▶ Source data:
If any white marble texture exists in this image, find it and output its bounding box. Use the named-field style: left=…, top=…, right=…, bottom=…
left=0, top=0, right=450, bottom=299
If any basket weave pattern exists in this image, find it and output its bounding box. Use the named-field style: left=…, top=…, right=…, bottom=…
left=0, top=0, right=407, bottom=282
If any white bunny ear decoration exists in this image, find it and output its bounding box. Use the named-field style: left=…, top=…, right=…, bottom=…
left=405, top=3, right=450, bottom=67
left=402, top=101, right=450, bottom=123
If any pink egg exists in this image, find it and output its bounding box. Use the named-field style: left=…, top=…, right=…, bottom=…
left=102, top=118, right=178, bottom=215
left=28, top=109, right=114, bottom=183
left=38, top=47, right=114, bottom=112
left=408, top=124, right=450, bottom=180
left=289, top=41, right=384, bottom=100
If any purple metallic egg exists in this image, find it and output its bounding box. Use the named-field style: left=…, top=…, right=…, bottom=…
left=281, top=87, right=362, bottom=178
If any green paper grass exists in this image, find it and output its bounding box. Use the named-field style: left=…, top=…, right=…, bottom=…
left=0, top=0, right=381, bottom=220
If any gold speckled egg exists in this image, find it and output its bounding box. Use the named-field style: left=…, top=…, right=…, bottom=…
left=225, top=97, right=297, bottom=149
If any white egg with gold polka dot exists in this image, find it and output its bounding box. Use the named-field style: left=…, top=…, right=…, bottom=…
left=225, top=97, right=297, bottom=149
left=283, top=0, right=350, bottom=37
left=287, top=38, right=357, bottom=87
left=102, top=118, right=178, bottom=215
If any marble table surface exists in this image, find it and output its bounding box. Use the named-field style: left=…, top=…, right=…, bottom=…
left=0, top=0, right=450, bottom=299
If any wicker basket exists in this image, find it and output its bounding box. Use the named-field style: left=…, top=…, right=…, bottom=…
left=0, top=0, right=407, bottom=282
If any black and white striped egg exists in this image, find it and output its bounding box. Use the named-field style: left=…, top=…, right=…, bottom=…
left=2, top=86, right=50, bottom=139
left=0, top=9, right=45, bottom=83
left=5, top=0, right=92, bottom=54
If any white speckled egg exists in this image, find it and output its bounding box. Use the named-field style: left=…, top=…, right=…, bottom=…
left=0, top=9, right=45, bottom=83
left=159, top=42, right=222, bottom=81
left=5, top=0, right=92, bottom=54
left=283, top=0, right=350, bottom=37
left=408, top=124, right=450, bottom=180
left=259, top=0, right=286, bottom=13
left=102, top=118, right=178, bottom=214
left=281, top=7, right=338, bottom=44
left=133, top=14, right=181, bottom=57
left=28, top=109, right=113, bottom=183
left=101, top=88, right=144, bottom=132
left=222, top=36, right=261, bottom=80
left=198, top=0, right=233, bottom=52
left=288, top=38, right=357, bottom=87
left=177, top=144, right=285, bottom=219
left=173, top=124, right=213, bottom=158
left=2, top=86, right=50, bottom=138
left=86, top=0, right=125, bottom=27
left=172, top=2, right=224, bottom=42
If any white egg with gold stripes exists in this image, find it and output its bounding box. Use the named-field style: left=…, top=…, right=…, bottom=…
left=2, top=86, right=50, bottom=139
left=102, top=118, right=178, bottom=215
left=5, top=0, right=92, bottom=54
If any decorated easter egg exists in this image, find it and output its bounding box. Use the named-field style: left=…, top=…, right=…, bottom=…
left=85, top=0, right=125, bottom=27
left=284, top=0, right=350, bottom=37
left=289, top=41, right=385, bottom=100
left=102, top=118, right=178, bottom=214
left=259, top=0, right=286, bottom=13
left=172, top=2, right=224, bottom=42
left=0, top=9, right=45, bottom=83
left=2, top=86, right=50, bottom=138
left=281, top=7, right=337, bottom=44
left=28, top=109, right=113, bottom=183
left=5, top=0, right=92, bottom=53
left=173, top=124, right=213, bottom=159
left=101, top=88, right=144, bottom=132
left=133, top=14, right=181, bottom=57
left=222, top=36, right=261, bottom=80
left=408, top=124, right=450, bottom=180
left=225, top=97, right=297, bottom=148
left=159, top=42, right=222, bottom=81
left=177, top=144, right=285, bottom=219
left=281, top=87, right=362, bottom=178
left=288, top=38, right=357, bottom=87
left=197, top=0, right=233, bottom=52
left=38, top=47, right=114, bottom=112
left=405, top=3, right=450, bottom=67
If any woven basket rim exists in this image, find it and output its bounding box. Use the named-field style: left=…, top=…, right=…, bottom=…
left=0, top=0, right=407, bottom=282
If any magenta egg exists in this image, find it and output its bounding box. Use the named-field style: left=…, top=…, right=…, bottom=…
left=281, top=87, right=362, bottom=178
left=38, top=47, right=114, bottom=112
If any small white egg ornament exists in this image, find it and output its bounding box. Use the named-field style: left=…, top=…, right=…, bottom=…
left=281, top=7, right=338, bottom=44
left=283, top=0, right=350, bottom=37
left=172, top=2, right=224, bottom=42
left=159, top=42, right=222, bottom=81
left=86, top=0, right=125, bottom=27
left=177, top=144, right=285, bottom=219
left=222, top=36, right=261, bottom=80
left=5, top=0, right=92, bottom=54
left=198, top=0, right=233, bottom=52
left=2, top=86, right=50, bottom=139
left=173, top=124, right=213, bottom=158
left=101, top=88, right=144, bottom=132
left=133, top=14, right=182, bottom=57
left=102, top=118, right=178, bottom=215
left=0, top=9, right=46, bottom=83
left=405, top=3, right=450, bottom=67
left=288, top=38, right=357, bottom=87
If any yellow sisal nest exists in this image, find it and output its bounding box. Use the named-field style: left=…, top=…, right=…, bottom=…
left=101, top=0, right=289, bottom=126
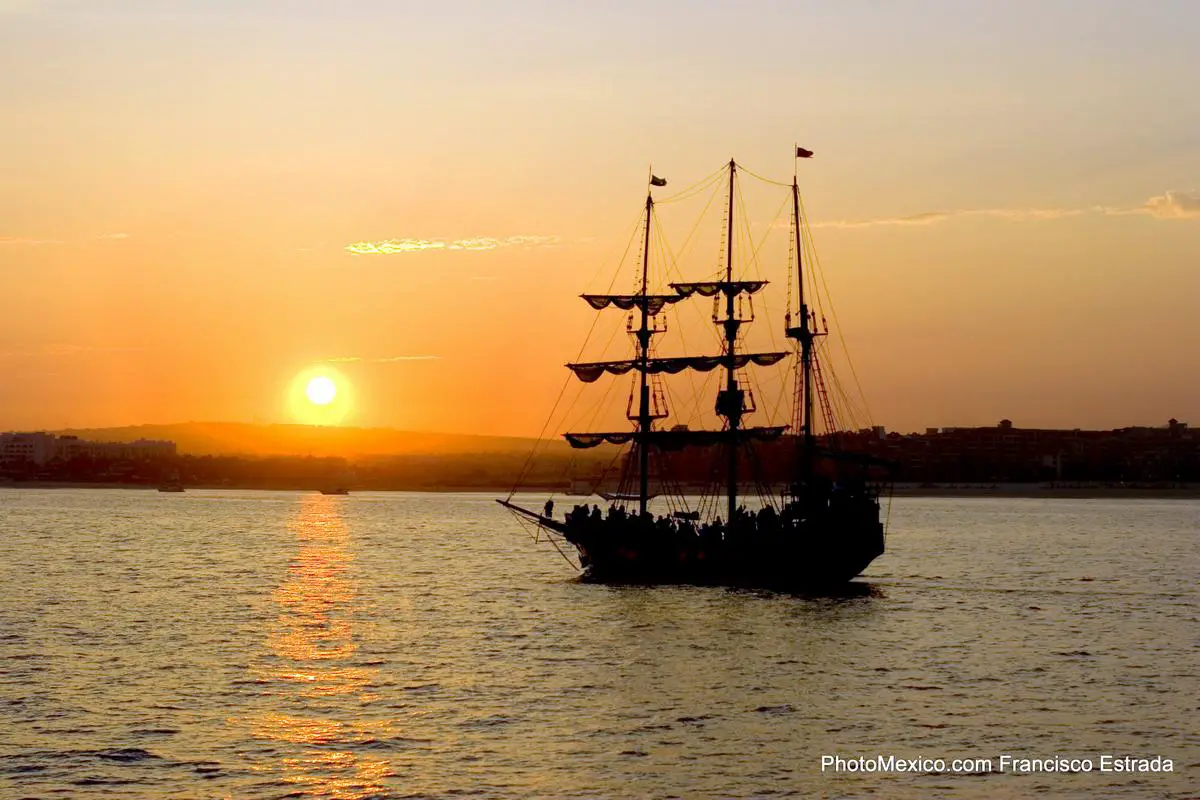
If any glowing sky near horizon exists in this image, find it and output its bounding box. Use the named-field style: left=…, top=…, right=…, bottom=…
left=0, top=0, right=1200, bottom=435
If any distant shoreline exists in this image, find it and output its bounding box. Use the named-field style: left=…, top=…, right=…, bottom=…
left=0, top=481, right=1200, bottom=503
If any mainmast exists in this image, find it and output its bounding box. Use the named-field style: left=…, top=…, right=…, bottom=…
left=637, top=192, right=654, bottom=513
left=716, top=158, right=744, bottom=522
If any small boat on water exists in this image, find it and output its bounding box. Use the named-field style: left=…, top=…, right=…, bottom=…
left=158, top=471, right=184, bottom=492
left=497, top=148, right=894, bottom=590
left=596, top=492, right=659, bottom=503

▶ Directions for this task:
Set down every line of the material above word for word, leaving out the pictures.

▶ Task output:
If any white marble texture exists in this image, find it and output its bounding box. Use the named-field style: left=…, top=…, right=…, bottom=…
left=0, top=0, right=450, bottom=299
If any basket weave pattern exists in this image, find it and output its bounding box. Use the named-field style: left=…, top=…, right=…, bottom=…
left=0, top=0, right=407, bottom=282
If any white bunny ear decoration exists in this image, find it and output its bounding box. Use the named-field style: left=…, top=…, right=…, bottom=…
left=405, top=3, right=450, bottom=67
left=402, top=101, right=450, bottom=123
If any pink egg exists in this image, find it and output its bounding box. Use the named-field style: left=…, top=…, right=…, bottom=…
left=102, top=118, right=178, bottom=215
left=28, top=109, right=114, bottom=183
left=38, top=47, right=114, bottom=112
left=408, top=124, right=450, bottom=180
left=289, top=41, right=384, bottom=100
If any purple metallic egg exists in this image, find it and output its bounding box. Use the named-field style: left=…, top=…, right=…, bottom=…
left=281, top=87, right=362, bottom=178
If any green paper grass exists in this image, find it and output its bounding box. Use the named-field style: left=…, top=…, right=…, bottom=…
left=0, top=0, right=381, bottom=220
If any gold speckled egg exists in this image, find it and output its bounding box. Use the named-field style: left=…, top=…, right=…, bottom=…
left=225, top=97, right=297, bottom=149
If any white egg with gold polka dot exists in this image, find it and output its bounding box. Use the named-field style: left=…, top=…, right=…, bottom=…
left=225, top=97, right=297, bottom=149
left=283, top=0, right=350, bottom=37
left=287, top=38, right=357, bottom=87
left=102, top=118, right=178, bottom=215
If any marble table surface exists in this image, find it and output its bounding box. Use the named-field style: left=…, top=…, right=…, bottom=…
left=0, top=0, right=450, bottom=299
If any wicker basket exists in this image, find it and output its bounding box. Use the named-field style: left=…, top=…, right=…, bottom=…
left=0, top=0, right=407, bottom=282
If any black and white striped egg exists in this image, find it and output its bounding box. Use the named-field style: left=…, top=…, right=…, bottom=…
left=2, top=86, right=50, bottom=139
left=0, top=9, right=45, bottom=83
left=5, top=0, right=92, bottom=54
If any white speckled egg exists in this image, find it and output its bounding box. Use the named-field style: left=…, top=…, right=…, bottom=…
left=0, top=9, right=45, bottom=83
left=159, top=42, right=222, bottom=81
left=5, top=0, right=92, bottom=54
left=283, top=0, right=350, bottom=37
left=408, top=124, right=450, bottom=180
left=259, top=0, right=286, bottom=13
left=102, top=118, right=178, bottom=214
left=281, top=7, right=338, bottom=44
left=133, top=14, right=181, bottom=57
left=28, top=109, right=113, bottom=183
left=101, top=88, right=144, bottom=132
left=222, top=36, right=261, bottom=80
left=198, top=0, right=233, bottom=52
left=288, top=38, right=357, bottom=87
left=177, top=144, right=285, bottom=219
left=173, top=124, right=213, bottom=158
left=2, top=86, right=50, bottom=138
left=86, top=0, right=125, bottom=27
left=172, top=2, right=224, bottom=42
If any white egg with gold stripes exists in this image, find it and output its bounding box. Use the named-field style: left=…, top=…, right=…, bottom=…
left=2, top=86, right=50, bottom=139
left=102, top=118, right=178, bottom=215
left=5, top=0, right=92, bottom=54
If any decorated easter egg exists in this image, find it and output its bounding box. Use the named-field style: left=…, top=…, right=…, bottom=…
left=85, top=0, right=125, bottom=27
left=284, top=0, right=350, bottom=37
left=289, top=41, right=385, bottom=100
left=102, top=118, right=178, bottom=214
left=259, top=0, right=286, bottom=13
left=172, top=2, right=224, bottom=42
left=0, top=9, right=45, bottom=83
left=2, top=86, right=50, bottom=138
left=281, top=7, right=337, bottom=44
left=28, top=109, right=113, bottom=183
left=5, top=0, right=92, bottom=53
left=173, top=124, right=213, bottom=159
left=101, top=88, right=144, bottom=132
left=133, top=14, right=181, bottom=57
left=222, top=36, right=261, bottom=80
left=408, top=124, right=450, bottom=180
left=225, top=97, right=297, bottom=148
left=159, top=42, right=222, bottom=81
left=177, top=144, right=285, bottom=219
left=281, top=87, right=362, bottom=178
left=288, top=38, right=357, bottom=87
left=197, top=0, right=233, bottom=52
left=38, top=47, right=114, bottom=112
left=405, top=3, right=450, bottom=67
If any woven basket rim exists in this image, find it and output its bounding box. Use the named-field style: left=…, top=…, right=…, bottom=…
left=0, top=0, right=407, bottom=282
If any magenta egg exists in this image, find it and output its bounding box. Use the named-field style: left=…, top=…, right=…, bottom=…
left=281, top=87, right=362, bottom=178
left=38, top=47, right=114, bottom=112
If any small white egg ornament exists in this image, find it and output its bounding box. Use the named-field style: left=…, top=…, right=…, bottom=…
left=281, top=7, right=338, bottom=44
left=283, top=0, right=350, bottom=37
left=172, top=2, right=224, bottom=42
left=159, top=42, right=222, bottom=81
left=86, top=0, right=125, bottom=27
left=177, top=144, right=285, bottom=219
left=222, top=36, right=261, bottom=80
left=5, top=0, right=92, bottom=54
left=198, top=0, right=233, bottom=52
left=2, top=86, right=50, bottom=139
left=173, top=124, right=213, bottom=158
left=101, top=88, right=144, bottom=132
left=133, top=14, right=182, bottom=57
left=102, top=118, right=178, bottom=215
left=0, top=9, right=46, bottom=83
left=405, top=3, right=450, bottom=67
left=288, top=38, right=357, bottom=87
If any yellow sisal nest exists in this image, find it and output its bounding box. Use the named-field style: left=…, top=…, right=…, bottom=…
left=101, top=0, right=289, bottom=126
If any glowing sky near horizon exists in this image, find it and output its bounding box. Use the named-field style: left=…, top=…, right=…, bottom=…
left=0, top=0, right=1200, bottom=435
If any distant shoreline exists in this image, find it and output its bounding box. Use the named-field style: left=…, top=…, right=…, bottom=…
left=0, top=481, right=1200, bottom=503
If any mainmast exists in this image, find it and output its bounding box. Use the named-field style: left=…, top=…, right=…, bottom=…
left=637, top=192, right=654, bottom=513
left=716, top=158, right=744, bottom=522
If any small boat on water exists in this image, find it and output its bounding box. Use the named-field style: left=…, top=…, right=…, bottom=…
left=158, top=471, right=184, bottom=492
left=497, top=148, right=894, bottom=590
left=596, top=492, right=659, bottom=503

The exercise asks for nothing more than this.